** begin SUPPLIED RECORDS **

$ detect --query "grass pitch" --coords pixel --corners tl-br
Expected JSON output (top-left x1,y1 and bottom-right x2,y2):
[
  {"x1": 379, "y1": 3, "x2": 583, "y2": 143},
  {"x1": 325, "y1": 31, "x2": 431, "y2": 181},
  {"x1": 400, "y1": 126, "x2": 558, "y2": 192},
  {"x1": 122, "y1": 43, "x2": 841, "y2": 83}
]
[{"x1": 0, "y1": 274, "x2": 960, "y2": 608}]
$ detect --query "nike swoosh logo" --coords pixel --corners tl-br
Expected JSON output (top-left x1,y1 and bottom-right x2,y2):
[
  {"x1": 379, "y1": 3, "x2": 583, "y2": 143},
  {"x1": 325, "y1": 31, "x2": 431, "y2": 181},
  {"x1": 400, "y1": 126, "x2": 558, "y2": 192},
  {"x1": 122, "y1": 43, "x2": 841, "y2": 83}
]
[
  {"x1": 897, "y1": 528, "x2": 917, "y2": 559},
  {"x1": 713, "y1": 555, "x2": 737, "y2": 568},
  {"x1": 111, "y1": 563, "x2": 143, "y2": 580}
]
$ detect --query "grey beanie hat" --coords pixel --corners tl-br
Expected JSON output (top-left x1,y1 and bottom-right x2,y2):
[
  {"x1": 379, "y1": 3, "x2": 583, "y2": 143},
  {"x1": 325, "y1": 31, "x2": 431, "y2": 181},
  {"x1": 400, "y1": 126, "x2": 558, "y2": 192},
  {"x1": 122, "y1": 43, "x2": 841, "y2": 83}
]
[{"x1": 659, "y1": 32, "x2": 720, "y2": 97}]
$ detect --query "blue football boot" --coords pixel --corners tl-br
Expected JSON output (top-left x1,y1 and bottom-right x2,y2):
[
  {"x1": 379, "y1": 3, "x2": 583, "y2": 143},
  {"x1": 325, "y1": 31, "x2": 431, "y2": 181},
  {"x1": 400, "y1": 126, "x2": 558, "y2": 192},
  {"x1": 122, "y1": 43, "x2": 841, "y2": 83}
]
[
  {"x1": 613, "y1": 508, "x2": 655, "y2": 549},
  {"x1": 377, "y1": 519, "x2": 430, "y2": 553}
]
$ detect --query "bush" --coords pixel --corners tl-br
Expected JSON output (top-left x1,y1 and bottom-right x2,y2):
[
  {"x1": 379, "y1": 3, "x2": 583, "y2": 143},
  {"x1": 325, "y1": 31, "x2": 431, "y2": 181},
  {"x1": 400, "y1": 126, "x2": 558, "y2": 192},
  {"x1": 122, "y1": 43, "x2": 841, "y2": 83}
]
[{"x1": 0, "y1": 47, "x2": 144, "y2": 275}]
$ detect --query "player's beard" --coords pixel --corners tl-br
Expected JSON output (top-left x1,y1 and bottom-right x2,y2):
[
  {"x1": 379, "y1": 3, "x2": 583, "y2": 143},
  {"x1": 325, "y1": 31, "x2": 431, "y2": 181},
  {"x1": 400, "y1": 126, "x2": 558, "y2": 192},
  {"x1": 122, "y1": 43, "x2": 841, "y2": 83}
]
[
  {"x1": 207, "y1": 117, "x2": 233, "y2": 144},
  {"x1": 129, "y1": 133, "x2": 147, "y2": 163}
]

** end SUPPLIED RECORDS **

TASK REQUIREMENTS >> Pull out each line of the listing above that contains the word "pitch", and copy those lines unchanged.

EXPECTED ANSWER >>
$ detect --query "grass pitch" --coords pixel --corners tl-br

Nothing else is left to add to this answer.